▶ [Document section]
Bipolar disorder is one of the most “heritable psychiatric disorders” according to The Lancet. People with a direct relative with the condition are at higher risk of developing it themselves.

But genetics aside, environmental factors still can influence its eventual evolution. Scientists are discovering through brain imagery and advanced analysis that people who have bipolar disorder have statistically significant changes in their brain chemistry. This is a relatively new area of research, and the cause of these changes is still uncertain.

What are the Bipolar Treatment Options?

Bipolar disorder is a lifelong diagnosis with no known cure. Treatment for bipolar disorder is all about symptom management.

While initially, this can come as a grim prospect, with proper treatment, many people find it possible to manage the symptoms and severity of the condition. As Self magazine demonstrated, treatment helps people stay in a long period of normalcy for much of their life, with only mild fluctuations in mood. 

What happens following initial bipolar diagnosis? Following the first diagnosis, a trained healthcare professional will take the time to define your current mood state “because the therapeutic approach differs considerably for hypomania, mania, depression, and euthymia,” according to the Lancet. Treatment options will also take into consideration any other mental health conditions, including anxiety, unipolar depression, or unrelated psychosis.

The initial treatment stage, called acute treatment, requires medications to “ensure the safety of the patient and people nearby and to achieve clinical and functional stabilization with minimum adverse effects.” Once stability is achieved, then you can begin longer-term treatment options – like therapy.

Medication is a crucial aspect of symptom management. It may take several attempts to get the right balance of prescriptions, which is why it’s so important to work with an experienced psychiatrist. 

One of the most significant issues facing patients taking medications for bipolar disorder is the effect of mood fluctuation on adherence. Maintaining the same prescribed protocol during both high and low moods is essential for preserving normalcy and stability. Some patients who feel better during a manic period end up believing it’s not necessary to continue their prescriptions.

▶ [Questions on the material]
1) Answer these questions from the bipolar disorder text.
(a) Who is at higher risk of developing bipolar disorder?
(b) What is the initial treatment stage called?
(c) What do some patients who feel better during a manic period end up believing?
2) Please summarize the bipolar disorder text in two sentences.
3) Return the part of the bipolar disorder text between "What happens following" and "or unrelated psychosis.", inclusive, word for word.

▶ [Given data]
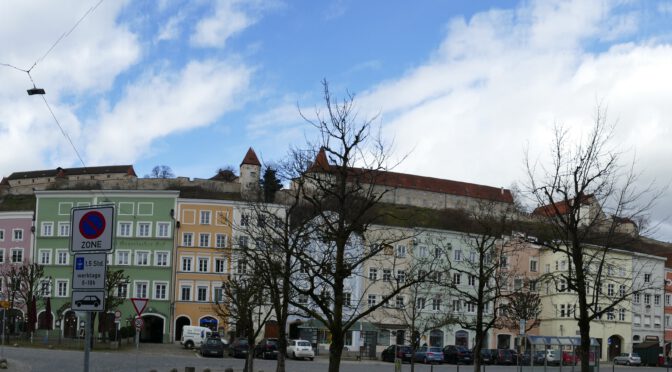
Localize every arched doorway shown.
[198,316,219,331]
[429,329,443,347]
[607,335,623,360]
[455,331,469,347]
[175,316,191,341]
[140,314,164,344]
[63,310,77,338]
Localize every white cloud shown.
[84,60,252,164]
[191,0,257,48]
[358,1,672,240]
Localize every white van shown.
[180,326,212,349]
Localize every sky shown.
[0,0,672,241]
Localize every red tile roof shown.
[240,147,261,166]
[309,149,513,203]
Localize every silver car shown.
[613,353,642,366]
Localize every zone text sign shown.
[72,253,107,290]
[70,205,114,253]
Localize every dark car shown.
[200,337,224,358]
[443,345,474,364]
[254,338,278,359]
[495,349,516,365]
[229,338,250,358]
[380,345,413,362]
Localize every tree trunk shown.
[329,332,345,372]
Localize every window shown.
[182,233,194,247]
[367,295,376,307]
[40,279,51,297]
[154,252,168,266]
[154,282,168,300]
[11,248,23,263]
[343,292,352,307]
[117,251,131,265]
[138,222,152,238]
[215,234,227,248]
[119,222,133,237]
[135,251,149,266]
[135,282,149,298]
[180,286,191,301]
[56,249,70,265]
[117,283,128,298]
[198,257,209,273]
[58,222,70,236]
[196,286,208,302]
[215,258,226,273]
[40,249,51,265]
[182,257,193,271]
[397,270,406,283]
[156,222,170,238]
[56,280,68,297]
[198,234,210,247]
[42,222,54,236]
[201,211,210,225]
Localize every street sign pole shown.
[84,311,93,372]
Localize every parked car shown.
[413,346,443,364]
[443,345,474,364]
[613,353,642,366]
[495,349,516,365]
[254,338,278,359]
[229,338,250,358]
[180,326,212,349]
[380,345,413,362]
[200,337,224,358]
[287,340,315,360]
[562,351,579,366]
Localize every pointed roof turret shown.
[240,147,261,166]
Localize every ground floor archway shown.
[140,314,165,344]
[175,316,191,341]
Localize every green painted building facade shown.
[32,190,179,342]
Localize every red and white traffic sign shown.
[131,298,149,316]
[70,205,114,253]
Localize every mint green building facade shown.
[32,190,179,342]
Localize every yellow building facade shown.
[173,199,236,341]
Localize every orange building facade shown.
[173,199,235,341]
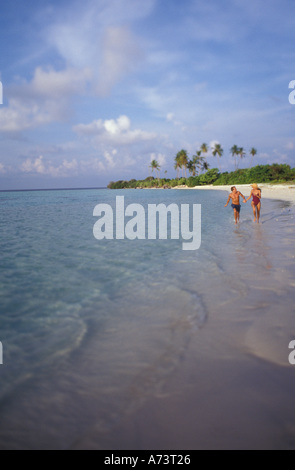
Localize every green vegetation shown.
[108,143,295,189]
[108,163,295,189]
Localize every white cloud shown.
[0,67,91,132]
[73,116,157,146]
[20,155,78,177]
[151,153,166,167]
[286,142,295,150]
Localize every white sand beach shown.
[175,183,295,203]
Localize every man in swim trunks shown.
[246,184,262,224]
[224,186,246,225]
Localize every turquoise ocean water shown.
[0,190,295,448]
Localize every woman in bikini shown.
[247,184,262,224]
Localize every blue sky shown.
[0,0,295,189]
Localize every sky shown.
[0,0,295,190]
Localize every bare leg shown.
[251,202,257,222]
[257,202,261,224]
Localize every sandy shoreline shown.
[174,183,295,204]
[76,184,295,451]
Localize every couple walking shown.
[224,184,261,224]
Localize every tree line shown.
[108,163,295,189]
[149,143,257,179]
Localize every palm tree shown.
[250,147,257,167]
[149,160,161,179]
[193,150,204,175]
[202,162,210,171]
[176,150,188,177]
[201,144,209,167]
[212,144,223,173]
[174,154,181,179]
[187,160,197,176]
[230,145,239,171]
[238,147,246,168]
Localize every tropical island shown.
[108,144,295,189]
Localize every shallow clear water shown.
[0,190,294,448]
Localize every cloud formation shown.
[0,67,91,132]
[74,115,157,146]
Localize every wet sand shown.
[75,185,295,450]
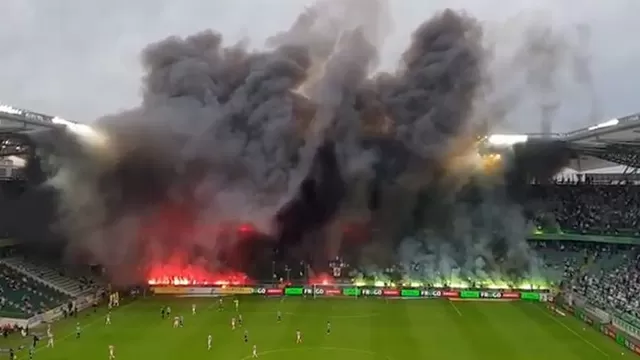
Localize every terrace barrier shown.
[151,285,551,301]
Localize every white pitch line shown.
[448,300,462,316]
[33,301,134,353]
[240,346,392,360]
[534,305,611,358]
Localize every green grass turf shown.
[0,297,636,360]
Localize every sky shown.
[0,0,640,136]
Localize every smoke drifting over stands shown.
[13,0,580,283]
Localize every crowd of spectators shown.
[531,182,640,236]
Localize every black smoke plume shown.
[10,0,572,283]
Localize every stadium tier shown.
[0,264,69,318]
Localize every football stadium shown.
[0,4,640,360]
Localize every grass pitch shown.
[0,297,636,360]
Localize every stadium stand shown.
[0,264,69,318]
[2,256,94,297]
[532,182,640,236]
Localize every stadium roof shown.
[0,103,67,158]
[561,113,640,172]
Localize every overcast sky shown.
[0,0,640,135]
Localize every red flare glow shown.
[309,274,336,285]
[147,265,253,286]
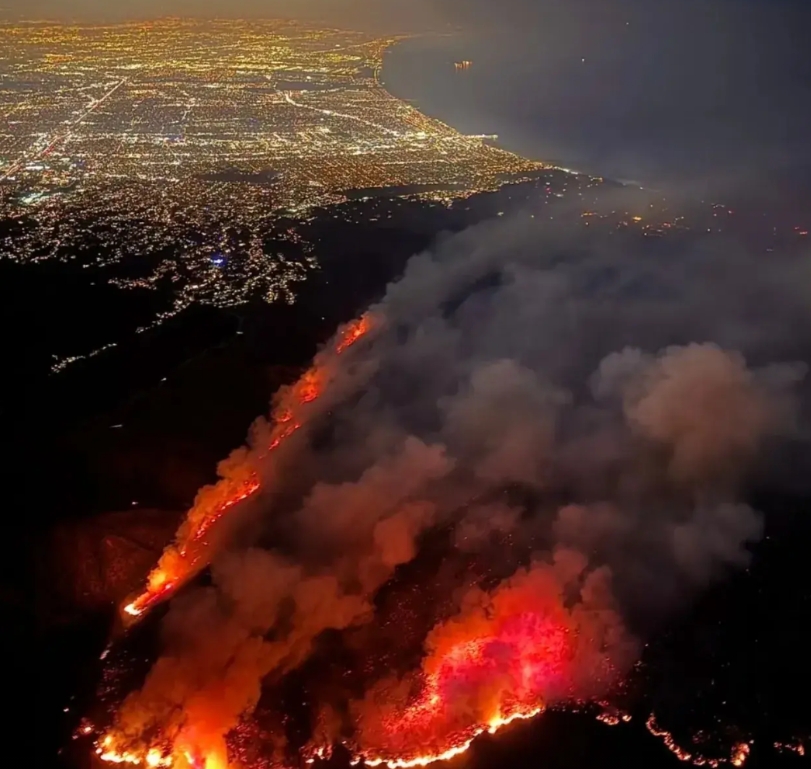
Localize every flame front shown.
[122,315,374,620]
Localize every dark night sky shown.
[0,0,811,185]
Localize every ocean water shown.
[382,4,811,192]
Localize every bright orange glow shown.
[335,315,374,355]
[645,713,750,769]
[122,315,374,622]
[352,705,543,769]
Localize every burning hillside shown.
[81,213,808,769]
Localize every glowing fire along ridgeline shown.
[123,315,376,624]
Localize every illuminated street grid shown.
[0,20,543,369]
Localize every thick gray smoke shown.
[109,206,811,751]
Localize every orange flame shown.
[352,705,544,769]
[123,315,374,620]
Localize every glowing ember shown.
[352,705,543,769]
[645,713,750,769]
[335,315,372,355]
[348,604,575,769]
[123,315,373,620]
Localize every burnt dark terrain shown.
[11,179,811,769]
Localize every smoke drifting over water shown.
[103,207,811,769]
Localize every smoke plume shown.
[103,207,811,765]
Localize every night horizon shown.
[12,0,811,769]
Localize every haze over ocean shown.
[383,0,811,189]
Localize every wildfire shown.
[352,705,544,769]
[645,713,751,769]
[119,315,374,620]
[344,610,574,769]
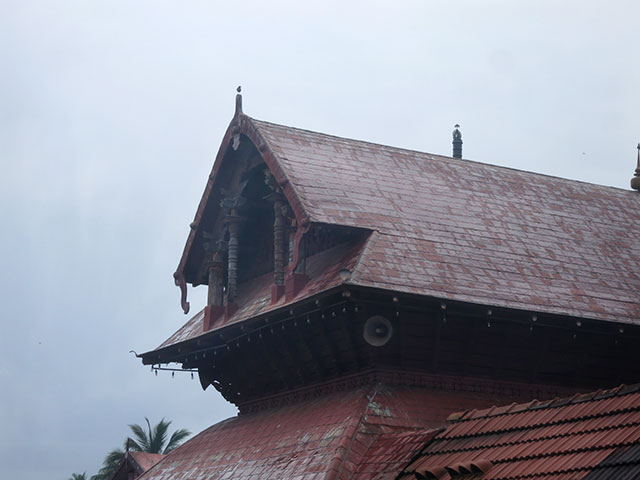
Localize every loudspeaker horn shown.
[362,315,393,347]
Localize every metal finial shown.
[631,143,640,192]
[235,85,242,117]
[451,123,462,158]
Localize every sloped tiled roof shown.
[129,452,164,473]
[141,382,540,480]
[251,117,640,323]
[402,385,640,480]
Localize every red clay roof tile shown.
[404,386,640,480]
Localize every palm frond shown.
[129,418,151,452]
[150,418,171,453]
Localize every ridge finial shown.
[451,123,462,158]
[631,143,640,192]
[235,85,242,117]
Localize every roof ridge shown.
[443,405,640,440]
[250,114,634,193]
[427,418,640,455]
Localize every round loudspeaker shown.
[362,315,393,347]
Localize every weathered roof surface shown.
[141,383,536,480]
[129,452,164,473]
[403,385,640,480]
[250,119,640,323]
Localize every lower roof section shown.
[141,376,564,480]
[401,385,640,480]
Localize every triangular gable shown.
[174,95,309,313]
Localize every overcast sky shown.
[0,0,640,480]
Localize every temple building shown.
[140,95,640,480]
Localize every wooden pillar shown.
[207,252,224,306]
[227,215,242,304]
[273,199,287,286]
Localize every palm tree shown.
[91,417,191,480]
[129,417,191,454]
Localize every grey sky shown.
[0,0,640,480]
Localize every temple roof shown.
[399,385,640,480]
[176,113,640,332]
[250,120,640,323]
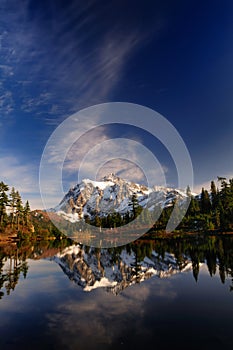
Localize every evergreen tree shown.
[200,187,211,214]
[210,181,218,210]
[9,187,17,227]
[0,181,9,225]
[129,193,142,219]
[23,200,31,226]
[15,191,23,230]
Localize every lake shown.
[0,235,233,350]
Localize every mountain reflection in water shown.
[0,235,233,298]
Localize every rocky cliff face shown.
[54,174,186,222]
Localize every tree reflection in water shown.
[0,234,233,299]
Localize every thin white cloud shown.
[0,156,43,209]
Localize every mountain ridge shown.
[53,173,194,222]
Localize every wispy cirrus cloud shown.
[0,155,42,209]
[0,1,154,123]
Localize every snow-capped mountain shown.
[53,245,192,295]
[54,173,191,222]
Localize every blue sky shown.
[0,0,233,208]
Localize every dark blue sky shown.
[0,0,233,206]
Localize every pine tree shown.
[16,191,23,230]
[0,181,9,225]
[9,187,17,227]
[129,193,142,219]
[210,181,218,210]
[23,200,31,226]
[200,187,211,214]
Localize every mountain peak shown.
[103,173,120,182]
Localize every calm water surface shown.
[0,237,233,350]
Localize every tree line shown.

▶ [Responses by task]
1)
(a) People with a direct relative with the condition.
(b) Acute treatment.
(c) That it's not necessary to continue their prescriptions.

2) Bipolar disorder is a highly heritable, lifelong condition with no known cure, though environmental factors can influence its evolution, and treatment focuses on managing symptoms. After an acute stage of medication to achieve stability, longer-term options like therapy can begin, and keeping to the prescribed medication through both high and low moods is essential.

3)
What happens following initial bipolar diagnosis? Following the first diagnosis, a trained healthcare professional will take the time to define your current mood state “because the therapeutic approach differs considerably for hypomania, mania, depression, and euthymia,” according to the Lancet. Treatment options will also take into consideration any other mental health conditions, including anxiety, unipolar depression, or unrelated psychosis.